■ DATA PROVIDED ■
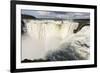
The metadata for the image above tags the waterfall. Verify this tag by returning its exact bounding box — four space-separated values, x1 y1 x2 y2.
22 20 78 60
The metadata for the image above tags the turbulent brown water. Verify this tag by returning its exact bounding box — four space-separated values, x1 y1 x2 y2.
22 20 89 60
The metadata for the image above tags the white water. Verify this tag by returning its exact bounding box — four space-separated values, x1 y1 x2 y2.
22 20 78 60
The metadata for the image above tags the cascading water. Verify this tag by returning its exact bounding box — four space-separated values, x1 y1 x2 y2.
22 20 88 60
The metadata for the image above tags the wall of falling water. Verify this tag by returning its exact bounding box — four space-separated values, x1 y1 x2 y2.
22 20 78 60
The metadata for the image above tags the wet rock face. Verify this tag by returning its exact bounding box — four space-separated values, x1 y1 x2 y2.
46 26 90 61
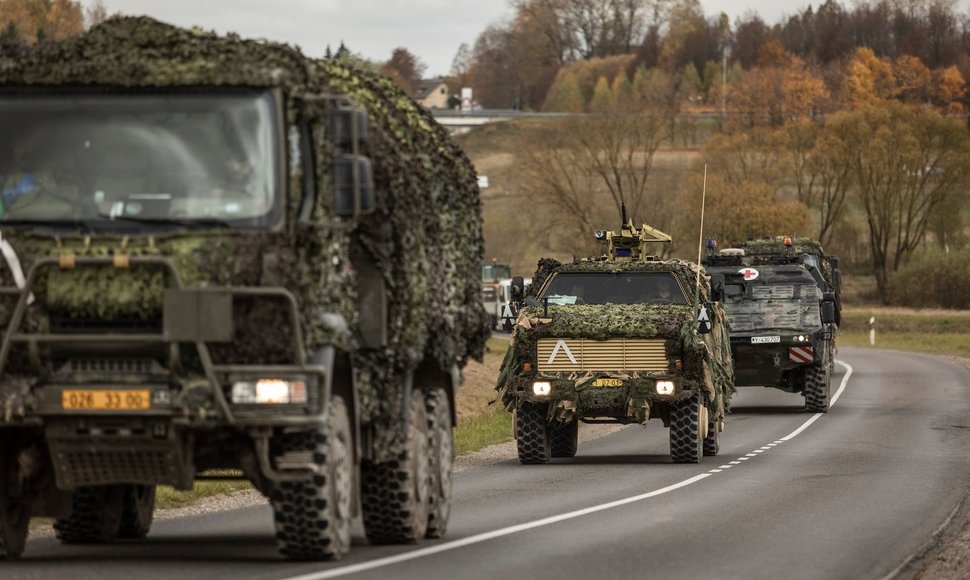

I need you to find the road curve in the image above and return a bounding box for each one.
[0,348,970,580]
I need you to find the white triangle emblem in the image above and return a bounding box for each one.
[546,338,579,365]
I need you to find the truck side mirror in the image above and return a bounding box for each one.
[509,276,525,302]
[711,274,724,302]
[822,301,835,324]
[330,107,367,151]
[332,154,374,217]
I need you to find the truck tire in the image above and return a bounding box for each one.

■ SHORT EXERCISE ■
Rewrite every item above with "bounding box" changed to "bounding rectangle" wherever it occurs, keeping everything else the same and omitting the pictures.

■ REPLY ■
The metadata for the image above tags the waterfall. Verify this tag by returning its exact bounding rectangle — four space-separated values, x1 y1 x2 y2.
22 20 78 60
The metadata for the image above tags the turbulent brown water. Verify this tag by returning its exact bounding rectangle — four space-separated values, x1 y1 x2 y2.
22 20 89 60
The metadata for the image above tags the white water. Verify this tag by returning its exact bounding rectangle — four space-separated values, x1 y1 x2 y2.
22 20 78 60
The metadata for the image above tags the cascading water. Verify this tag by returning its exact bounding rectangle — four space-separated values, x1 y1 x2 y2.
22 20 88 60
The metadata for the image above tags the wall of falling water. Verify this tag by returning its exact bounding rectangle — four space-separated values, x1 y1 x2 y2.
22 20 78 60
The metadata for the image above tags the wet rock face. Verify this tag by returning its exact bounding rectangle — four space-separated values, x1 y1 x2 y2.
46 26 90 61

I need you to find the road curve in the image above and return a bounding rectangle for each one.
[0,348,970,580]
I need you to find the white triangle emblem in the image above and return a bounding rectangle for each one.
[546,338,579,365]
I need you to find the truck side mirror in the image above and return a bounding rectangle for each one.
[509,276,525,302]
[711,274,724,302]
[822,301,835,324]
[330,107,367,151]
[332,154,374,217]
I need you to find the truck tire in the image above and return a bounding rectangle for each one.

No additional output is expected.